Provided records
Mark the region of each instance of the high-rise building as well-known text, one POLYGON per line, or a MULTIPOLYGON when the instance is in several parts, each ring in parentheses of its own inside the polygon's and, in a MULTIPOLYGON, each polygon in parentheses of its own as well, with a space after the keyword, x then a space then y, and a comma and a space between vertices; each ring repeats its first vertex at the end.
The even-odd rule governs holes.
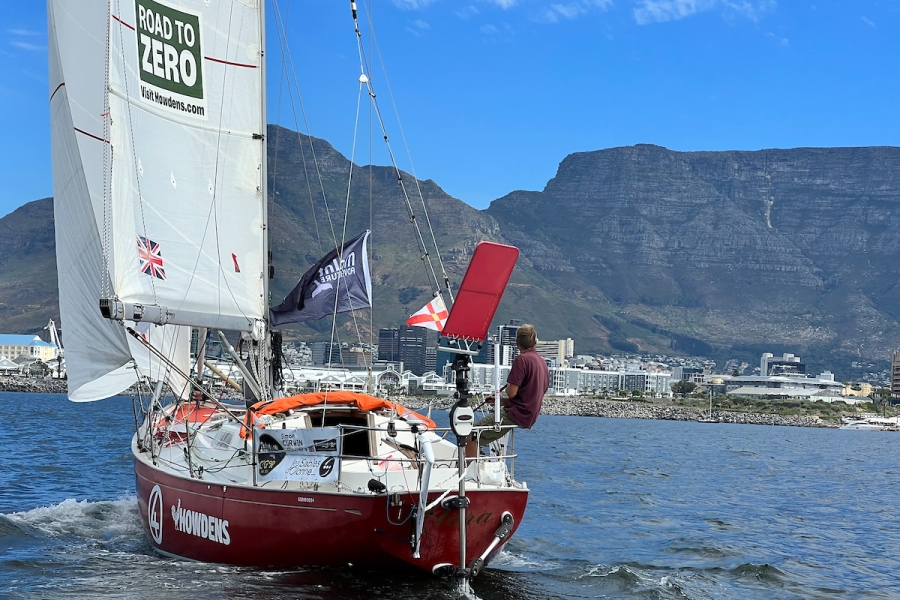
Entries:
POLYGON ((378 360, 389 362, 400 360, 400 330, 397 327, 383 327, 378 330, 378 360))
POLYGON ((552 342, 538 340, 534 349, 548 364, 564 367, 566 366, 566 359, 571 358, 574 354, 574 347, 569 343, 571 341, 571 338, 552 342))
MULTIPOLYGON (((518 319, 510 319, 509 325, 500 326, 500 364, 509 367, 513 360, 519 355, 519 347, 516 345, 516 332, 519 331, 519 325, 522 321, 518 319)), ((494 360, 494 353, 491 351, 491 361, 494 360)))
POLYGON ((437 348, 435 346, 425 347, 425 372, 437 371, 437 348))
POLYGON ((891 356, 891 396, 900 396, 900 349, 891 356))
MULTIPOLYGON (((381 337, 379 336, 379 342, 381 337)), ((403 327, 400 329, 400 360, 403 368, 416 375, 425 373, 425 348, 428 345, 428 330, 424 327, 403 327)), ((379 351, 379 357, 381 352, 379 351)))
POLYGON ((317 367, 340 367, 343 364, 341 345, 337 342, 313 342, 310 346, 312 347, 312 363, 317 367))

Directions
Except for the pictures, set down each line of the records exactly as it appears.

Result
Mark the region of each instance of the high-rise building as well-known text, one POLYGON per line, or a MULTIPOLYGON when the instance is in several parts, each ring in parentheses of its own inside the polygon's and, in a MULTIPOLYGON, each polygon in parentheses of its own as well, with a space after the keyword, x then a space then y, and a comma and a space between vertices; each ring repeats its first vertex at the end.
The even-odd rule governs holes.
Entries:
POLYGON ((378 360, 389 362, 400 360, 400 330, 397 327, 383 327, 378 330, 378 360))
POLYGON ((552 342, 538 340, 534 349, 548 364, 564 367, 566 366, 566 359, 571 358, 574 354, 574 347, 569 343, 571 341, 571 338, 552 342))
MULTIPOLYGON (((518 319, 510 319, 509 325, 500 326, 500 364, 509 367, 513 360, 519 355, 519 347, 516 345, 516 332, 519 331, 519 325, 522 321, 518 319)), ((494 360, 494 353, 491 351, 491 361, 494 360)))
POLYGON ((437 348, 435 346, 425 347, 425 372, 437 371, 437 348))
POLYGON ((891 356, 891 396, 900 396, 900 349, 891 356))
MULTIPOLYGON (((381 337, 379 336, 379 342, 381 337)), ((403 327, 400 329, 400 360, 403 368, 416 375, 425 373, 425 348, 428 345, 428 330, 424 327, 403 327)), ((379 351, 379 357, 381 352, 379 351)))
POLYGON ((317 367, 340 367, 343 364, 341 345, 337 342, 313 342, 310 346, 312 347, 312 363, 317 367))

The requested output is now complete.